***** Exercise data *****

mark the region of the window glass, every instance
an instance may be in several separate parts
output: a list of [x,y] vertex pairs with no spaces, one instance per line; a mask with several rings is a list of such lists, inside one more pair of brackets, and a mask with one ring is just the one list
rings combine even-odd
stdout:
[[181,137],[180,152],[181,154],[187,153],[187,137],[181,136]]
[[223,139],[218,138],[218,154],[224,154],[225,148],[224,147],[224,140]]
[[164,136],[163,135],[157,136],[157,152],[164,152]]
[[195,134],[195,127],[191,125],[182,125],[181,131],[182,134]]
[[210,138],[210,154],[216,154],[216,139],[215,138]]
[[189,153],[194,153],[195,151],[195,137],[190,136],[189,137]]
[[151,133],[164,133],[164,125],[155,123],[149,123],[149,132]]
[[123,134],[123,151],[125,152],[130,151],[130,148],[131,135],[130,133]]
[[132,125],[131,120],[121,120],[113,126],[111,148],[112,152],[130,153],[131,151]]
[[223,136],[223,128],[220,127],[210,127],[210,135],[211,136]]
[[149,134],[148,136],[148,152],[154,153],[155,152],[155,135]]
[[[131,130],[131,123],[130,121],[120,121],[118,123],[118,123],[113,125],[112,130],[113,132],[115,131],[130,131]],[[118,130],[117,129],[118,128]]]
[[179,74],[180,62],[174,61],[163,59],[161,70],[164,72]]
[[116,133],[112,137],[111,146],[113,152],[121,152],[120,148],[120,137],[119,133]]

*****

→ **What the exercise asks**: Reproduce the records verbatim, from the very first line down to and including the line containing "[[195,134],[195,127],[191,125],[182,125],[181,131],[182,134]]".

→ **Solution**:
mark the region of the window glass, every instance
an instance may be in several separate parts
output: a list of [x,y] vertex pairs with no spaces, one instance per line; a mask with several rings is a list of such lists, inside one more pair of brackets, and a mask with one ring is just the one list
rings combine even-odd
stdout:
[[181,137],[180,152],[181,154],[187,153],[187,137],[181,136]]
[[223,139],[218,138],[218,154],[224,154],[225,148],[224,147],[224,140]]
[[164,136],[163,135],[157,136],[157,152],[164,152]]
[[195,134],[195,127],[191,125],[182,125],[181,131],[182,134]]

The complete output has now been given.